▶ **Problem requirements**:
Output every entry exactly as given.
[Start Excerpted records]
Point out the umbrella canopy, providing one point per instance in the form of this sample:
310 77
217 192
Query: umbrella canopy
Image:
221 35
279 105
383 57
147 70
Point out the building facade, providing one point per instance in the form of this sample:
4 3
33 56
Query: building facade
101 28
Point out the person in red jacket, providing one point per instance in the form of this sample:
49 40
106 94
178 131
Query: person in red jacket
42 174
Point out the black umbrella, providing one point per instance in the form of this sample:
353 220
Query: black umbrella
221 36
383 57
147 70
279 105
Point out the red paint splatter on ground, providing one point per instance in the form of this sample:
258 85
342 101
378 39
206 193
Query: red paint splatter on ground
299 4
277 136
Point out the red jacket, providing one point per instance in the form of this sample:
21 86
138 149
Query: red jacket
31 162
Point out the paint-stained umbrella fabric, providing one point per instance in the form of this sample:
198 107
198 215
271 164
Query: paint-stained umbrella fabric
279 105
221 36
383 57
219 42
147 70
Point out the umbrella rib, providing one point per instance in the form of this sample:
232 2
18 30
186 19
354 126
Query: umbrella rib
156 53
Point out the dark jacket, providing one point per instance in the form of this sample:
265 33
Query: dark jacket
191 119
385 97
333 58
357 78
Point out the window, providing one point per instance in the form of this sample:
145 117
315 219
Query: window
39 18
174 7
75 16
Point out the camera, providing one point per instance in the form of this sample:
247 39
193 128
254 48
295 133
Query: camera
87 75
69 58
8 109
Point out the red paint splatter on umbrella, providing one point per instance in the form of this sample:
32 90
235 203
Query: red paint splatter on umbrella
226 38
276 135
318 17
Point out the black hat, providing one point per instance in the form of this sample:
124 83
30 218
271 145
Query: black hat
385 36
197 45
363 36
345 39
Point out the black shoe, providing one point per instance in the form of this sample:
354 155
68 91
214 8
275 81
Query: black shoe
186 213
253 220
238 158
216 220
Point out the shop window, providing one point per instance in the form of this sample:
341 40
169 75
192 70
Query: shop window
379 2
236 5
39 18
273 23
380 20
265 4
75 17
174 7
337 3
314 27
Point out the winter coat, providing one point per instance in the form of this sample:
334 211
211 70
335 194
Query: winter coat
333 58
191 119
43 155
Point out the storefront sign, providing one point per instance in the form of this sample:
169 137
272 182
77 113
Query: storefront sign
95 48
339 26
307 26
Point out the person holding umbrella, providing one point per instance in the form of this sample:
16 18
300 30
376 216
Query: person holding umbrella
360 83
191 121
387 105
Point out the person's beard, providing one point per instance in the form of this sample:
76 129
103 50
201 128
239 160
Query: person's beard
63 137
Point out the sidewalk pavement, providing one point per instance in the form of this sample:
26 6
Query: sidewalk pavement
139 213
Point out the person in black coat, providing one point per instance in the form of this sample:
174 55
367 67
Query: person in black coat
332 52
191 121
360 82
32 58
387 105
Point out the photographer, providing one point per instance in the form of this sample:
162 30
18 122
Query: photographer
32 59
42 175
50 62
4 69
[End Excerpted records]
▶ **Answer in full**:
Point out the umbrella canopy, providing one point per instance in the form of this sample:
310 77
217 192
Query: umbrella canopy
Image:
221 35
279 105
383 57
147 70
Point out the building facade, providing one point per instance in the form of this sample:
4 3
33 56
Query: building facade
101 28
Point out the person in red jacket, providing one point per instance in the form of this sample:
49 40
106 94
178 131
Query: person in red jacket
42 174
Point out the black umbrella, providing one point per instance in the form of this sample:
353 220
Query: black umbrella
221 36
383 57
147 70
279 105
Point out the red paint splatter on ground, providing one point per instance in the form of this sample:
258 85
342 101
378 39
206 193
Query: red paint splatter on ground
299 4
277 136
Point out the red jacket, providing one point per instance in the form of this sample:
21 86
138 149
Query: red jacket
31 162
Point out the paint-stained umbrella fabric, providing one point per instance in the form of this sample:
198 107
198 215
271 164
Query: paint-stained umbrella fabric
279 105
221 36
383 57
219 42
147 70
Point out the umbrella rib, providing one point per instance in the form of this sample:
232 2
18 30
186 19
354 126
Query: umbrella rib
156 53
Point out the dark jacket, providing one point per instance in the form of this sample:
265 33
Query: dark jacket
191 119
385 97
333 58
357 78
Point out the window, providing one point per instance in the form of this sample:
145 117
315 219
Query: window
39 18
174 7
75 16
Point out the camera, providing one point per instance in the form of this sample:
247 39
193 128
254 48
295 133
Query: camera
87 75
69 58
8 109
Point out the red paint splatter on umbrella, providing one point per instance in the form of this sample:
32 90
235 203
Query: red paint splatter on umbrella
226 38
276 135
318 17
Point out the black hat, providing one point per instance in the form of this sample:
124 83
30 218
271 145
Query: black hat
385 36
197 45
363 36
345 39
Point out the black shoe, providing one point per instance in the form of this sample:
354 155
68 91
214 8
275 81
Query: black shoe
186 213
253 220
238 158
216 220
Point out the shop window, providing one point per instance in the form of this sample:
341 40
169 75
192 70
Query: shop window
379 2
236 5
39 18
273 23
380 20
265 4
75 17
174 7
337 3
314 27
Point out the winter coat, providing one point per instance in the form of this sample:
334 211
211 70
335 194
Query: winter coat
333 58
191 119
43 155
Point out the storefront sign, providing one point per instance in the form of this sample:
169 137
272 182
77 113
Query: storefront sign
95 48
339 26
307 26
Point out the person holding umbrella, providing one point per instance in the form of this sample:
16 18
300 30
376 216
Query: person holding umbrella
360 83
191 121
387 105
Point out the person's beard, providing one point per instance in the form of this sample:
76 129
103 50
201 128
239 160
Query: person's beard
63 137
Point out the sidewalk pavement, providing one point per instance in the form of this sample:
26 6
Query: sidewalk pavement
139 213
Point out the person in black coat, providing one point per instance in the form of this sample:
174 55
367 67
Query: person in black coat
332 52
191 121
360 82
32 58
387 105
Point out the photographer, providing one point per instance in the form of this sample:
162 30
18 122
Query: photographer
32 59
42 175
50 62
4 69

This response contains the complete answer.